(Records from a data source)

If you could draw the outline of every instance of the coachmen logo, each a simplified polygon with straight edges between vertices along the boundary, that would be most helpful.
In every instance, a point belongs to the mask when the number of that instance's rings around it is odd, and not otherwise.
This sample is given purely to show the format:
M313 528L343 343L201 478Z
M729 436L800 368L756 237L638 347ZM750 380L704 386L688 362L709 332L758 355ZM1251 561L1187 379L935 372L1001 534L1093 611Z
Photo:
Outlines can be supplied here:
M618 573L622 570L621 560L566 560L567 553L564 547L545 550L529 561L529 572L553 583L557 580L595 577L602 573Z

### EXERCISE
Could you set down exactly the lines from the one containing "M729 436L800 368L756" through the last line of the records above, both included?

### RESULT
M729 436L800 368L756 237L638 347ZM750 380L704 386L688 362L709 332L758 355ZM1251 561L1187 379L935 372L1001 534L1093 611Z
Photo:
Outlines can be supplied here:
M618 573L622 570L621 560L566 560L567 553L564 547L545 550L529 561L529 572L553 583L557 580L595 577L602 573Z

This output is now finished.